Passage for review:
= = = = = = =

We Could train NLP based models to generate embedding for sentences and then use this embeddings as input embedding for gan model to generate images. This is pretty simple idea just vice versa of image captioning, but I think it can work pretty well given the performance of transformers based models.
Also regarding architecture, seems using a simple scaled-up GPT2 as LM can also give good results (see CogView). By simple, I mean no sparse attention or row-column attentions, etc which is used in the DALL-E I guess. And GPT2 is already available in JAX. And JAX is way faster on TPU than PT
And if you look at this discussion it seems an even smaller model could give good enough results on the domain-specific dataset.
Also as suggested in the discussion above using the VQGAN from taming-transformers as the images tokenizer can further reduce the complexity of training such models as the max image token length for these VQGAN models is 256 (way less than DALL-E’s VQVAE, which uses 1024), so overall 256 text tokens and 256 image tokens = 512, should be manageable on a single v3-8.
Option 1: build our own structure as suggested by @Vaibhavbrkn (text embeddings → image GAN) + maybe inspiration from DALLE-pytorch and CogView. Can be difficult (I always have trouble training GAN’s) but a great learning experience too!

= = = = = = =

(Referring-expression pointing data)
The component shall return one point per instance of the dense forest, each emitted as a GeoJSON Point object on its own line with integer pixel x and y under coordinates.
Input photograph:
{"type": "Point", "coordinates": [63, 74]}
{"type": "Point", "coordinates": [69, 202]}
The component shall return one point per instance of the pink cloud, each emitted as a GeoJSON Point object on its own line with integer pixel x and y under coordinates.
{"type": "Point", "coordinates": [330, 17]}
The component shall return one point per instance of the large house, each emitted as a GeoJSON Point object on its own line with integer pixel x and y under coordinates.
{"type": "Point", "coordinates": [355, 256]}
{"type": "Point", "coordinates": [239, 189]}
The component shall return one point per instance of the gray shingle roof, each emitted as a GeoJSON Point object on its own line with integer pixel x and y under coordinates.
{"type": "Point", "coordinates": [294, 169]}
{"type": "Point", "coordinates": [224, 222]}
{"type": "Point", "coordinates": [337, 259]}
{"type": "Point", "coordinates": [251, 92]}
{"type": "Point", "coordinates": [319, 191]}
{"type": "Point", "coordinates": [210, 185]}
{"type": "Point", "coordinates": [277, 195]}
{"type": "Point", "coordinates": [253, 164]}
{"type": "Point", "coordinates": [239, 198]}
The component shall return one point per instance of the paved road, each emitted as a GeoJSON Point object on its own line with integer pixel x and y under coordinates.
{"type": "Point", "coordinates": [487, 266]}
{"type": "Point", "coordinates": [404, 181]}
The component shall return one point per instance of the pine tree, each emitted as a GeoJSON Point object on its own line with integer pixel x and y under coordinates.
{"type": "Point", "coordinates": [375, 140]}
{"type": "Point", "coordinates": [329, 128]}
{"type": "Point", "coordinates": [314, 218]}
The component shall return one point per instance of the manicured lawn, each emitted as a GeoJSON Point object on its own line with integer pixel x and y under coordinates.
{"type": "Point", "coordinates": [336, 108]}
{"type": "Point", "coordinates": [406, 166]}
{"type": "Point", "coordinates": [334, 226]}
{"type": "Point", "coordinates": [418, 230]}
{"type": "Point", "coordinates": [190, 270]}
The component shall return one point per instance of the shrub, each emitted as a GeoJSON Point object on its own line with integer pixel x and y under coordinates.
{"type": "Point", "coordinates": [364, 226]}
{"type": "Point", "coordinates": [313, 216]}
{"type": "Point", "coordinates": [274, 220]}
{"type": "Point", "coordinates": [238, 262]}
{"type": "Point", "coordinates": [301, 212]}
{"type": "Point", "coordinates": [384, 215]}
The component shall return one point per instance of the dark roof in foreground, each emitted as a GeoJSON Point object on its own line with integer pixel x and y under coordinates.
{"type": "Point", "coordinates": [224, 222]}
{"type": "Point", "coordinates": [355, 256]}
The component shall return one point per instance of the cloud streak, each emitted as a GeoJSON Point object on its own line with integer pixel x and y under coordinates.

= = = = = = =

Requirement 1: List every token count given in the forum thread on text-to-image models, together with what each one counts.
Requirement 2: Pick up the forum thread on text-to-image models where it stops and continue it.
None of the records are required for this work.

Reply 1:
- 256: the maximum image token length for the VQGAN models from taming-transformers
- 1024: the token length used by DALL-E's VQVAE
- 256: text tokens
- 256: image tokens
- 512: the combined total of text and image tokens

Reply 2:
Option 2: train XMC-GAN, I imagine this one is actually fully complete and we would just need to set up the dataset and plug everything in correctly.
I am working as a Computer Vision Research Consultant and can contribute to topics that require knowledge in Vision.
DALL-E is something that is quite new and I would like to be a part of this project that recreates it.
I am a fast learner and a team player.
I have experience working with Python (3 years) and PyTorch (1+ year) and version control (2 years)
I have experience in public-speaking, and good communication and writing skills. With this, I will be able to contribute significantly towards creating the demo.
I am especially interested in this because it democratizes Dall-E and lowers the barrier to use this model, as I have special interest in such projects.
Please consider my request to join in this effort. Thanks.